• [Dataset records]:
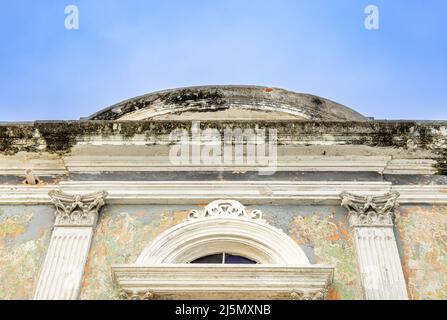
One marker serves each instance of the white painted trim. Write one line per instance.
(372, 220)
(195, 239)
(163, 269)
(63, 268)
(194, 281)
(57, 165)
(258, 192)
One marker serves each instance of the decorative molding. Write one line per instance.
(164, 268)
(369, 210)
(225, 208)
(248, 192)
(227, 230)
(77, 210)
(49, 164)
(211, 282)
(372, 220)
(63, 268)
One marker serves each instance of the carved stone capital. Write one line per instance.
(77, 210)
(369, 211)
(309, 295)
(225, 209)
(136, 295)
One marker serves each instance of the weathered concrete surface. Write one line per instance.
(24, 238)
(400, 139)
(225, 101)
(423, 237)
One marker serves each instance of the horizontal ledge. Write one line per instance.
(257, 192)
(52, 165)
(198, 281)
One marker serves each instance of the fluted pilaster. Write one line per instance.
(76, 217)
(372, 222)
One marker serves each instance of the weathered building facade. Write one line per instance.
(224, 192)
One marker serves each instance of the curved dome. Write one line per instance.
(228, 102)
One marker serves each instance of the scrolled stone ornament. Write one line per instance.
(225, 208)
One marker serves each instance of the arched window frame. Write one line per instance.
(163, 271)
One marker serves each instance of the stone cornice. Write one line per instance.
(261, 192)
(192, 281)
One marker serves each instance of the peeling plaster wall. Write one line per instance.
(423, 238)
(124, 231)
(24, 238)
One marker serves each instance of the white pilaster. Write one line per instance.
(62, 272)
(372, 222)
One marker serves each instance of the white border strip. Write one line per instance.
(259, 192)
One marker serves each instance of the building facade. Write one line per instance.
(224, 192)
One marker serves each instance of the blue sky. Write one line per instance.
(125, 48)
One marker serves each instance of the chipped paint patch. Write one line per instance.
(332, 244)
(24, 239)
(423, 236)
(122, 234)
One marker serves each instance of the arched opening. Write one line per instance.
(223, 258)
(223, 252)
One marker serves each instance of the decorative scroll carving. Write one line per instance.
(136, 295)
(371, 211)
(225, 208)
(309, 295)
(77, 210)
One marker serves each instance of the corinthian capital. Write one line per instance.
(369, 210)
(77, 210)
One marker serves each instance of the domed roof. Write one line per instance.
(228, 102)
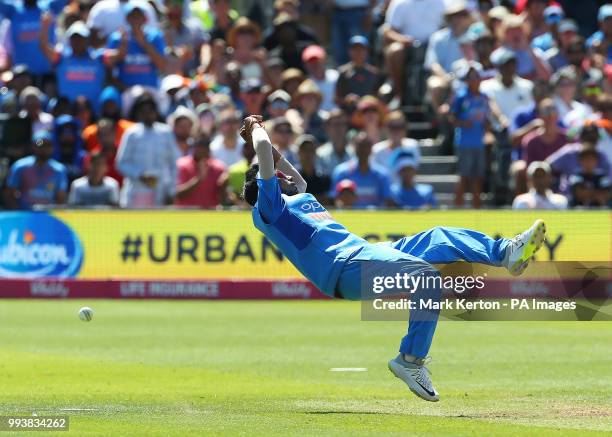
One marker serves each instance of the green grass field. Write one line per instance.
(160, 368)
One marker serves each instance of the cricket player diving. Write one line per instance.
(339, 262)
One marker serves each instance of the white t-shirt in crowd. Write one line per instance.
(83, 194)
(108, 16)
(416, 18)
(509, 100)
(532, 200)
(225, 155)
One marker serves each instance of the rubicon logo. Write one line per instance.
(35, 245)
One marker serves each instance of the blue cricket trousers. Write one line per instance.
(415, 255)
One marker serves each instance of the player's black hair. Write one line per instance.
(250, 189)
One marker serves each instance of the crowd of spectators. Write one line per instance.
(138, 104)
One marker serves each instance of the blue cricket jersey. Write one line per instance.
(305, 233)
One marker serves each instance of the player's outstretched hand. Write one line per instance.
(249, 123)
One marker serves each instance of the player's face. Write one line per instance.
(286, 183)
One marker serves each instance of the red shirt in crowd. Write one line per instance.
(206, 193)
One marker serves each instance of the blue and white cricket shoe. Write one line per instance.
(522, 248)
(416, 377)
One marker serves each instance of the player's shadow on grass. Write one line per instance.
(346, 412)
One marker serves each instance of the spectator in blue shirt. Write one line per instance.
(469, 113)
(407, 193)
(79, 69)
(552, 17)
(25, 28)
(68, 145)
(600, 39)
(138, 53)
(36, 179)
(372, 181)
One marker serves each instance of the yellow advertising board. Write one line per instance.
(225, 244)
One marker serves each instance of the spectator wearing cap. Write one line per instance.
(252, 96)
(95, 188)
(513, 35)
(533, 15)
(373, 185)
(589, 186)
(407, 21)
(540, 195)
(245, 40)
(185, 35)
(565, 88)
(407, 193)
(291, 80)
(443, 48)
(108, 16)
(30, 101)
(18, 79)
(318, 184)
(227, 145)
(68, 147)
(216, 16)
(237, 173)
(600, 41)
(170, 92)
(508, 91)
(79, 70)
(348, 19)
(336, 150)
(25, 29)
(206, 119)
(564, 48)
(396, 126)
(307, 115)
(195, 94)
(484, 43)
(37, 179)
(369, 117)
(201, 179)
(275, 68)
(565, 161)
(185, 126)
(525, 119)
(413, 20)
(233, 81)
(540, 144)
(357, 78)
(553, 15)
(545, 138)
(345, 194)
(278, 103)
(83, 111)
(289, 9)
(495, 17)
(314, 58)
(105, 140)
(282, 136)
(288, 46)
(137, 54)
(147, 158)
(604, 122)
(470, 111)
(110, 103)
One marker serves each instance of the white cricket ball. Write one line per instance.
(86, 314)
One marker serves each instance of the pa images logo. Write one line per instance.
(37, 245)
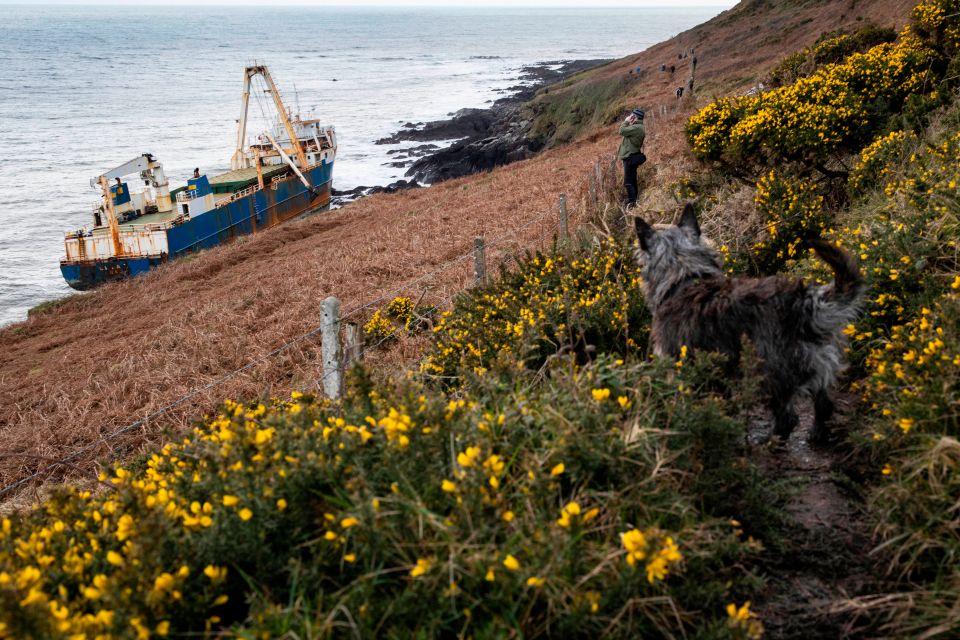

• [Task]:
Return each entry above unchanged. Leave the pictures out.

• [The answer]:
One marker serves each instance of the white painted trim. Write one line per instance.
(372, 220)
(195, 239)
(163, 269)
(63, 268)
(194, 281)
(57, 165)
(258, 192)
One marker serves each instance of the decorative molding. Write one line per instance.
(164, 268)
(369, 210)
(225, 208)
(248, 192)
(227, 230)
(77, 210)
(49, 164)
(211, 282)
(372, 220)
(63, 268)
One marker serves each instance of the carved stone capital. Write one line per instance.
(77, 210)
(369, 211)
(309, 295)
(225, 209)
(136, 295)
One marker serves each instance of the weathered concrete surface. Write one line per instance.
(24, 238)
(400, 139)
(225, 101)
(423, 237)
One marker serves each instance of the horizontal ledge. Write one line per instance.
(257, 192)
(52, 165)
(198, 281)
One marker serves each instance of the fluted pilaster. Write one line per instance.
(76, 217)
(372, 222)
One marker serves each instance of the weathered building facade. Write one line per instance.
(224, 192)
One marker serves each instance of the curved dome. Write one line per instance.
(228, 102)
One marker serves each instance of the scrolled stone ornament. Write one line per instance.
(225, 208)
One marker serves each instance of the arched window frame. Write one line per instance.
(163, 271)
One marker serves each instance of the stone cornice. Write one line per instance.
(261, 192)
(192, 281)
One marker serves each instance of the peeling plaster wall. Write one line per instance.
(423, 238)
(124, 231)
(24, 238)
One marker serves each instance of the white pilaster. Write one line per instance.
(62, 272)
(372, 222)
One marker serves each instance of the white border strip. Write one line per instance.
(259, 192)
One marker serves each instance of the building facade. Write one line per instance.
(224, 192)
One marker serves each instance of the blue sky. Write one line per instance.
(125, 48)
One marker serves each instance of the chipped paint patch. Write one line per instance.
(332, 244)
(24, 239)
(423, 236)
(122, 234)
One marker serves each instance of the arched opening. Write one line per instance.
(223, 258)
(223, 252)
One marker serves each instance of the decorative scroll carving. Write one line per instance.
(136, 295)
(371, 211)
(225, 208)
(309, 295)
(77, 210)
One marker serves each instance of the corinthian capital. Write one line per instance.
(369, 210)
(77, 210)
One marker serves each instance of the domed roof. Write one line per instance.
(228, 102)
One marker serves each instance of the green grass field. Write one line per instance.
(160, 368)
One marker serves each instance of the cricket player diving. Write one line per instance.
(339, 262)
One marker serves each instance of the white t-shirt in crowd. Write one line per instance.
(83, 194)
(108, 16)
(416, 18)
(509, 100)
(532, 200)
(225, 155)
One marker serves each instance of the rubicon logo. Write one line per instance.
(35, 245)
One marker serves each instance of the blue cricket trousers. Write one line per instance.
(415, 255)
One marker serves each instance of the player's black hair. Write one line per instance.
(250, 189)
One marker serves each instance of the crowd of spectators. Write one line per instance.
(138, 104)
One marker serves each instance of the blue cricket jersey. Write one line per instance.
(305, 233)
One marker serves each instance of the player's outstretched hand. Write one line per instance.
(249, 123)
One marker serves each instance of the player's face. Write one line per instance.
(286, 183)
One marker serves each instance of the red shirt in crowd. Write one line per instance.
(206, 193)
One marker serves each instance of the blue and white cricket shoe. Write one line per instance.
(522, 248)
(416, 377)
One marker serves each instance of the player's shadow on grass. Write one line per instance.
(346, 412)
One marker serves each instance of the spectator in blue shirt. Write one line per instance.
(469, 113)
(407, 193)
(79, 69)
(552, 17)
(25, 28)
(68, 145)
(600, 39)
(138, 53)
(36, 179)
(372, 181)
One marker serves each instance of the yellow advertising board. Write one line per instance.
(225, 244)
One marker serves each instance of the spectator wearing cap. Write one line per instance.
(252, 96)
(95, 188)
(513, 35)
(533, 15)
(373, 185)
(589, 186)
(407, 21)
(540, 195)
(245, 40)
(185, 35)
(565, 88)
(407, 193)
(291, 80)
(443, 48)
(108, 16)
(30, 101)
(18, 79)
(318, 184)
(227, 145)
(68, 147)
(216, 16)
(237, 173)
(600, 41)
(170, 92)
(508, 91)
(79, 70)
(348, 19)
(336, 150)
(25, 29)
(206, 119)
(564, 48)
(396, 126)
(307, 115)
(195, 94)
(484, 43)
(37, 179)
(369, 117)
(201, 179)
(275, 68)
(565, 161)
(185, 126)
(525, 119)
(413, 20)
(233, 81)
(540, 144)
(357, 78)
(553, 15)
(545, 138)
(345, 194)
(278, 103)
(83, 111)
(289, 9)
(495, 17)
(314, 58)
(105, 140)
(282, 136)
(288, 46)
(137, 54)
(147, 158)
(604, 122)
(470, 111)
(110, 103)
One marker serves each instance of the white cricket ball. Write one line per instance.
(86, 314)
One marker serves each instance of the pa images logo. Write one line per instance.
(37, 245)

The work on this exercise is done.